- [Aim]
Rewrite every line from the one containing "[point] gravel shoulder" through the end of the records, requests included, and output nothing else. Multiply each point coordinate in the answers by 1.8 and round to whole numbers, with halves rounded up, but leave the numbers in the requests and their sample points unchanged.

- [Data records]
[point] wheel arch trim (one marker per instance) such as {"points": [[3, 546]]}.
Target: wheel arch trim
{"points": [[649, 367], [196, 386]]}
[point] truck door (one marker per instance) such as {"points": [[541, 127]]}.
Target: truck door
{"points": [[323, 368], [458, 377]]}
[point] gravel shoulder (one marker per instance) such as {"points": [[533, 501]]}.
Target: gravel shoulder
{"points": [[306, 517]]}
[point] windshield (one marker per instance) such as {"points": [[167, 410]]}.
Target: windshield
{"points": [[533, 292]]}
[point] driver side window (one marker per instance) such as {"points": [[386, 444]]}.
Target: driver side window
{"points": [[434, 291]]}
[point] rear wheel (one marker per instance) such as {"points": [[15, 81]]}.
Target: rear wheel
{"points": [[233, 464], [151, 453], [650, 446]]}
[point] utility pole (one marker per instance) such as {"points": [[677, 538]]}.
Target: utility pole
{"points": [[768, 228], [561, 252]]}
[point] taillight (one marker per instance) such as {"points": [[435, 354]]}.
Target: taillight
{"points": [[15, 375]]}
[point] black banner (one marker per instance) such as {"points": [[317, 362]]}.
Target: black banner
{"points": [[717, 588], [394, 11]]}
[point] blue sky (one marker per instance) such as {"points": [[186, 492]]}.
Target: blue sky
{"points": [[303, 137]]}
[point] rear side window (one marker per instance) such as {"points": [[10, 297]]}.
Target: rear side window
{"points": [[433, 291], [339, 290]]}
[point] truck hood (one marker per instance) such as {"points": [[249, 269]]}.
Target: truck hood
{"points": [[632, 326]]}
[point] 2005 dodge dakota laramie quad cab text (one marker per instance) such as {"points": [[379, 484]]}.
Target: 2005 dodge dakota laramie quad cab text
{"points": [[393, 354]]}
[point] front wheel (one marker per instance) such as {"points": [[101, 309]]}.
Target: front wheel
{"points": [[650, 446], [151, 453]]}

- [Task answer]
[point] gravel shoulder (one marker per instance) such as {"points": [[533, 501]]}.
Target: gravel shoulder
{"points": [[551, 931]]}
[point] windshield (one marker per instance) such as {"points": [[167, 410]]}.
Target: windshield
{"points": [[959, 526]]}
[point] driver side window (one marker per instance) such as {"points": [[386, 444]]}.
Target: driver side window
{"points": [[781, 524]]}
[point] rear wheel (one marker per instance) such as {"points": [[15, 81]]}.
Target: rear wheel
{"points": [[419, 835], [272, 815], [1170, 803]]}
[point] utility pole (one marker per instance) such as {"points": [[677, 538]]}.
Target: utility pole
{"points": [[1382, 410], [1010, 454]]}
[point] taillight (one marker per instance) such as {"points": [[435, 354]]}.
Target: taillight
{"points": [[27, 675]]}
[point] black banner (one marker per instance) such as {"points": [[317, 362]]}.
Target: black banner
{"points": [[1291, 1058], [709, 20]]}
[point] blue sky (one marker per instance) such as {"points": [[186, 492]]}.
Target: blue sky
{"points": [[545, 247]]}
[point] rear side window (one marker per instance) such as {"points": [[10, 297]]}.
Target: rear side window
{"points": [[779, 524], [610, 522]]}
[point] truck hood (one marker per instance) such as {"points": [[249, 269]]}.
Target: truck hood
{"points": [[1138, 587]]}
[point] 2005 dodge dakota laramie quad cab text (one marker per instance) such as {"points": [[379, 484]]}.
Target: 2005 dodge dakota laramie quad cab text
{"points": [[707, 637]]}
[point] front wheel (one marker per instance) such as {"points": [[101, 309]]}.
Target: front wheel
{"points": [[1170, 803], [272, 815]]}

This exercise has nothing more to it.